Avahteriya is Maldivian comedy drama web series written and directed by Yoosuf Shafeeu. It stars Ali Azim, Ibrahim Jihad, Ahmed Azmeel, Ahmed Easa, Ansham Mohamed, Aminath Noora, Ahmed Ziya and Ali Usam in main roles. The pilot episode of the series was released on 13 April 2021.

Cast and characters
 Ali Azim as Ibrahim Solih
 Ibrahim Jihad as Dr. Algeen
 Ahmed Azmeel as Jabir
 Ahmed Easa as Raqeeb
 Ansham Mohamed as Fiyaza
 Aminath Noora as Mareena
 Ahmed Ziya as Lucky
 Ali Usam as Raseen

Episodes

Development
The series was developed on the working title "Thedhey An'bin Reechey" which was later changed to "Avahteriya". The pilot episode was released before completion of filming for the whole project. Soon after, the government imposed a lockdown due to COVID-19 pandemic which further delayed pre-production since majority of the scenes were scheduled to be shot in Hulhumale'.

→ Description of the task:
According to the text about the web series Avahteriya, what was the series' working title during development?

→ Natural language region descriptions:

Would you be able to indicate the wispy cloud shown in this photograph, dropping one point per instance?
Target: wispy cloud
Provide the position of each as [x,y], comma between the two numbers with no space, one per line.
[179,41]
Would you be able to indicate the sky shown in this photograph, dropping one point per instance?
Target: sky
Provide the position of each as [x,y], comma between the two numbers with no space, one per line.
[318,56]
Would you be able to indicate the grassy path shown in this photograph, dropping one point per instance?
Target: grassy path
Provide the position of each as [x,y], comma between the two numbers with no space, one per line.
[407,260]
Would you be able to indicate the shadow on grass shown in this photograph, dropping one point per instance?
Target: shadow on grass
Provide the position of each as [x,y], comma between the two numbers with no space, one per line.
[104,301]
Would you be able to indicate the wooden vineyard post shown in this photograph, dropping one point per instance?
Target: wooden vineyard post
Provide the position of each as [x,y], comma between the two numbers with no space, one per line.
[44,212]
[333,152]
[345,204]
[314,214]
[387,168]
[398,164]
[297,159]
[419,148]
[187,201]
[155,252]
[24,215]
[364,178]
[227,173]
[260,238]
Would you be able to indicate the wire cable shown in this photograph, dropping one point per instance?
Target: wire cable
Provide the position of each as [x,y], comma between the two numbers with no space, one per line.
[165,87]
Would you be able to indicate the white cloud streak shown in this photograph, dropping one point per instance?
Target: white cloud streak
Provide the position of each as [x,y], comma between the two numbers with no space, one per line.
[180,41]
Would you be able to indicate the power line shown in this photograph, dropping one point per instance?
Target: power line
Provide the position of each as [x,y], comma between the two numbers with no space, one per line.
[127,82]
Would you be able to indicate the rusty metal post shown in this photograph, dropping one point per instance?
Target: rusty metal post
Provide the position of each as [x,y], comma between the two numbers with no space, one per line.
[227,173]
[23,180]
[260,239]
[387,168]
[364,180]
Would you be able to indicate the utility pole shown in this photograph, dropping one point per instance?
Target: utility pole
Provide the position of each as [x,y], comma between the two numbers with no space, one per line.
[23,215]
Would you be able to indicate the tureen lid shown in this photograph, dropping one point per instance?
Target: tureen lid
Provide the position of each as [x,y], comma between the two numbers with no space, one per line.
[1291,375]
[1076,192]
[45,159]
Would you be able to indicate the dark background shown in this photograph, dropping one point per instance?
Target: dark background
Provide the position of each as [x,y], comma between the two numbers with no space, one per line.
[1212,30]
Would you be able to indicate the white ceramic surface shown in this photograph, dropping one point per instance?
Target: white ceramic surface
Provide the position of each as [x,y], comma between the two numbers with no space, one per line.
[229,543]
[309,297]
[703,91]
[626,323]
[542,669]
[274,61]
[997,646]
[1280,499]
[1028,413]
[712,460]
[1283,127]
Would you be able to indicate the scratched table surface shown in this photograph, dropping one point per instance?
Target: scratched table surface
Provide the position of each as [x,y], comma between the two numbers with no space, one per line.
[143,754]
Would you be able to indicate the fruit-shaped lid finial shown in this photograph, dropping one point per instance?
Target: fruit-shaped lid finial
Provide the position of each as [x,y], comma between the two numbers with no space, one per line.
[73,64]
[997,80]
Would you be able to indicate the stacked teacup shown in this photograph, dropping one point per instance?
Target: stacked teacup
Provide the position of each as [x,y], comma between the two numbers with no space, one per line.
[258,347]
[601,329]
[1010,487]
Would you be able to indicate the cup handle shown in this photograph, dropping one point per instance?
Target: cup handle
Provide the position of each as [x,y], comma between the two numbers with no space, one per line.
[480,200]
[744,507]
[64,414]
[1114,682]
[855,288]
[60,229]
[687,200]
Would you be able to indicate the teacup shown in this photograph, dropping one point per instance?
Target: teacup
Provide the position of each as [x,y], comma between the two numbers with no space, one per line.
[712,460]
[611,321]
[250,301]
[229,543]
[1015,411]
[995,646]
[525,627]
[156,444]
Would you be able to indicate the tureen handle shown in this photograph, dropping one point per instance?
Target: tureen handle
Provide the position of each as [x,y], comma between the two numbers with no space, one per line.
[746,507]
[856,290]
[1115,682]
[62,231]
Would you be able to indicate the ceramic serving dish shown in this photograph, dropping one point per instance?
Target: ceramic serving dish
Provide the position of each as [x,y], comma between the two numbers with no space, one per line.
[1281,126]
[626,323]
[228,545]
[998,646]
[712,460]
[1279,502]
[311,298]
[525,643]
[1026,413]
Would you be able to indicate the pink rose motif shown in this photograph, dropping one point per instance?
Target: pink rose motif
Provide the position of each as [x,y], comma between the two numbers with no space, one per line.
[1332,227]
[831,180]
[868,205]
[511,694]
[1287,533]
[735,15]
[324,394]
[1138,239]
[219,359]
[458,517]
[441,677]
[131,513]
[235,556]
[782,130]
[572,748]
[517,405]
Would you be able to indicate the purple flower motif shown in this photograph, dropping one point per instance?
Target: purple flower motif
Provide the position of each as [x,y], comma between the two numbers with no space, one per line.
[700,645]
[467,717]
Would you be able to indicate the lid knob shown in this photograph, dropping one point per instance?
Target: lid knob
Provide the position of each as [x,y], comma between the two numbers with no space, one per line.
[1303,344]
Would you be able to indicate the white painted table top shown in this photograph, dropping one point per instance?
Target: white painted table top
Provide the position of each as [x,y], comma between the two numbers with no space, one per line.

→ Response to the task:
"Thedhey An'bin Reechey"